## YOUR TASKS
- 1) In the passage about the Adaptive Training Foundation, reproduce the part that opens with "Watson met Vobora" and closes with "on social media.", swapping "GoPro camera" for "handheld camera".
- 2) Summarize the passage about the Adaptive Training Foundation in two sentences.

Vobora’s great grandfather, grandfather and uncle were all Marines. Suddenly this former football player in search of an identity beyond the football field, found it. He soon developed the Adaptive Training Foundation. It started by attracting local former soldiers who had lost limbs in the wars, and now they come from all over to train with Vobora and his staff, to heal both physically and mentally.
“It very much is, if you build it they will come,” Vobora said. “I have never had to do any strategic marketing to find more people.”
Vobora welcomes 10 new “adaptive athletes” every nine weeks, the length of a program called “Redefine.” Vobora describes an adaptive athlete as “someone who is utilizing their body as an athlete, training or competing, but they are having to adapt, modify, change the way that they train to overcome for a physical impairment or a physical disability.”
One integral staff member is media director Blake Watson. He is also a client. Watson, 28, knelt down on an IED on Dec. 14, 2010. Watson, an amputee, is proof the process works for those who are naturally skeptical when they arrive.
“Each person is suspect about the program when they first come in, you can see that,” Watson said. “The great thing about it that makes it so much different than a regular gym is David and the trainers that are here. They’re not afraid of anyone’s injuries.
“You bond here through sweat and pain.”
Watson met Vobora through a fellow amputee former soldier. They met Vobora and decided to try his program. During a workout with Watson, Vobora was juggling giving instruction while also filming the session with GoPro camera to use on social media.
Watson told Vobora he would be happy to do video production if he needed the help. Vobora told him to put something together. Watson did, the video that greets visitors to the website. After seeing the video, Vobora hired him on the spot.
The war in Afghanistan had kicked in 2009 and 2010, and on Dec. 14, 2010, Watson was the point man during a foot patrol in the town of Sangin, a rural district in Afghanistan’s Helmand province. It was a drug and weapons hub for the Taliban, and one of the most dangerous places on Earth.
Watson’s 3rd Battalion, 5th Marines were the first Americans to step foot there. The British Royal Marines had been there the previous four years.

## DATA EXTRACT
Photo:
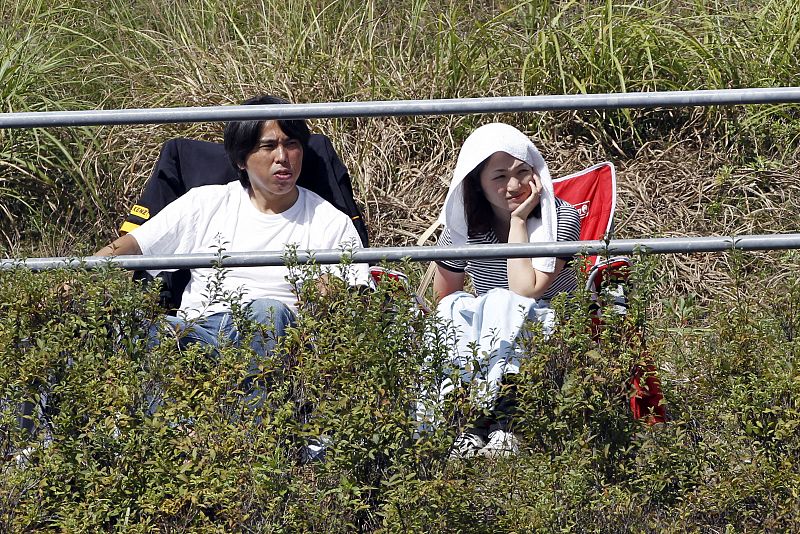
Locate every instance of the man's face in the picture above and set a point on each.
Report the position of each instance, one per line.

## SOLUTIONS TO EACH TASK
- 1)
Watson met Vobora through a fellow amputee former soldier. They met Vobora and decided to try his program. During a workout with Watson, Vobora was juggling giving instruction while also filming the session with handheld camera to use on social media.

- 2) Vobora developed the Adaptive Training Foundation, which began by attracting local former soldiers who had lost limbs in the wars and now draws people from all over, welcoming 10 new adaptive athletes every nine weeks for a program called "Redefine." Blake Watson, an amputee who knelt down on an IED on Dec. 14, 2010, is both a client and the media director, and Vobora hired him on the spot after seeing a video he produced.